Directions for this task
Go to the line containing "Target: wood floor reflection" in the records below and print it and every following line exactly, on through the line containing "Guideline: for every instance of the built-in", then stop.

Data listing Start Marker

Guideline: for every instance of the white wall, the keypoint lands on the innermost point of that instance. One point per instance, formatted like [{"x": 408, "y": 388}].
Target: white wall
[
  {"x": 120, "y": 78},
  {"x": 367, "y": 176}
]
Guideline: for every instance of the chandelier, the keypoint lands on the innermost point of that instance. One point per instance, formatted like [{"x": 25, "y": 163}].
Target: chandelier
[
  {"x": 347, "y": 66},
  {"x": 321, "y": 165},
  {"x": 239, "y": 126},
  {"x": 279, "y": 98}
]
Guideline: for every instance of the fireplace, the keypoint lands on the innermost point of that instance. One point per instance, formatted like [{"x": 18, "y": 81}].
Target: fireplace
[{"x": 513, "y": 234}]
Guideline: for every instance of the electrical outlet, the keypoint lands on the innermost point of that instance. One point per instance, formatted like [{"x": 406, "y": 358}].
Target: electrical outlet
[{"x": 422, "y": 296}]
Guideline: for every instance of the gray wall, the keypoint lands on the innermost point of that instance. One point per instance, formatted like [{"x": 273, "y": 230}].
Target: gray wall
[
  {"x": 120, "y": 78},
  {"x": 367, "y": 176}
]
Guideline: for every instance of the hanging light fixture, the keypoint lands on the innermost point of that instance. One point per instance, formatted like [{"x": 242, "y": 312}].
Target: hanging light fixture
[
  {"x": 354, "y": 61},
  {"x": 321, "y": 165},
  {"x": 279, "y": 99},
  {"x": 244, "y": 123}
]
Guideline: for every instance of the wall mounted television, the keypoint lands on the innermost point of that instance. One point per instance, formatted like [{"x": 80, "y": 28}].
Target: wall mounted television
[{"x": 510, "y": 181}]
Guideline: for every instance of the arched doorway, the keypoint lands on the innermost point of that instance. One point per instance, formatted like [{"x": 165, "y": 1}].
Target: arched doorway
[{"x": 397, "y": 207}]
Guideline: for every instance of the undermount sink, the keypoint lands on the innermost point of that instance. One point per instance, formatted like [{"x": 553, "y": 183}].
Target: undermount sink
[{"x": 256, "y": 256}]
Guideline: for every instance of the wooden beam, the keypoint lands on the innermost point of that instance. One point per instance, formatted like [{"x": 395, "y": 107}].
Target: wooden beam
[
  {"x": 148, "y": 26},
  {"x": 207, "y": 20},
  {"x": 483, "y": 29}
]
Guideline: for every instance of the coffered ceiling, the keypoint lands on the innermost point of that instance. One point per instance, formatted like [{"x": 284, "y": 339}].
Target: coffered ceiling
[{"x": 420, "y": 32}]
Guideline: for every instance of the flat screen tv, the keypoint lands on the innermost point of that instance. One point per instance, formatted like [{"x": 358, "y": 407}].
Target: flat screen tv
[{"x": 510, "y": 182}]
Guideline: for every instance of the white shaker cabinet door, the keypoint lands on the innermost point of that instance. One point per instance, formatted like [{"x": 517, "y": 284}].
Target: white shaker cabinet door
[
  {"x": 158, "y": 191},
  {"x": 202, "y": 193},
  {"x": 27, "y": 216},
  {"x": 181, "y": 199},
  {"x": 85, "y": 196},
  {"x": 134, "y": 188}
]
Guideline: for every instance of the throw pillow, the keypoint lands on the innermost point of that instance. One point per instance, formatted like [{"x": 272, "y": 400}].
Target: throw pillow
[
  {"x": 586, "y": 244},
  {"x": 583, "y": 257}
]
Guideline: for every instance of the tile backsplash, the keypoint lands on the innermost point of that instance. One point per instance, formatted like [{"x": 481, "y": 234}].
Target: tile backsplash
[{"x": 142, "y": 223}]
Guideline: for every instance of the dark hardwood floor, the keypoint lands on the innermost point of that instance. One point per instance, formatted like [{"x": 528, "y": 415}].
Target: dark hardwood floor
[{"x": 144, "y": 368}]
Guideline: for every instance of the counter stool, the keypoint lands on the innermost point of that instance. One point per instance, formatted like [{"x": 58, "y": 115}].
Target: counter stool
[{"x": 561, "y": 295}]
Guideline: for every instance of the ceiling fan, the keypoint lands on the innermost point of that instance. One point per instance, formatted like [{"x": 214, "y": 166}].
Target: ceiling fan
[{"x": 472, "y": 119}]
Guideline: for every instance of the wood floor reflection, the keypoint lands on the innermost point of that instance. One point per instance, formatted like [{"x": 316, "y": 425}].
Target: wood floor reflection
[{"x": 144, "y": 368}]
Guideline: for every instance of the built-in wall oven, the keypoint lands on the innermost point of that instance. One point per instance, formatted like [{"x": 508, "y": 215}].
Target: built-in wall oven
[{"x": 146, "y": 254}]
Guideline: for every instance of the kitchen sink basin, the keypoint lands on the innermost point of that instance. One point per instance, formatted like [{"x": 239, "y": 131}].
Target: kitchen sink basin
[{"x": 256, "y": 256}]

Data listing End Marker

Response box
Target: wood floor reflection
[{"x": 144, "y": 368}]
Guideline: for every instance of the built-in wall oven, the keypoint lands on the innermost point of that instance. One point per instance, formatted like [{"x": 508, "y": 215}].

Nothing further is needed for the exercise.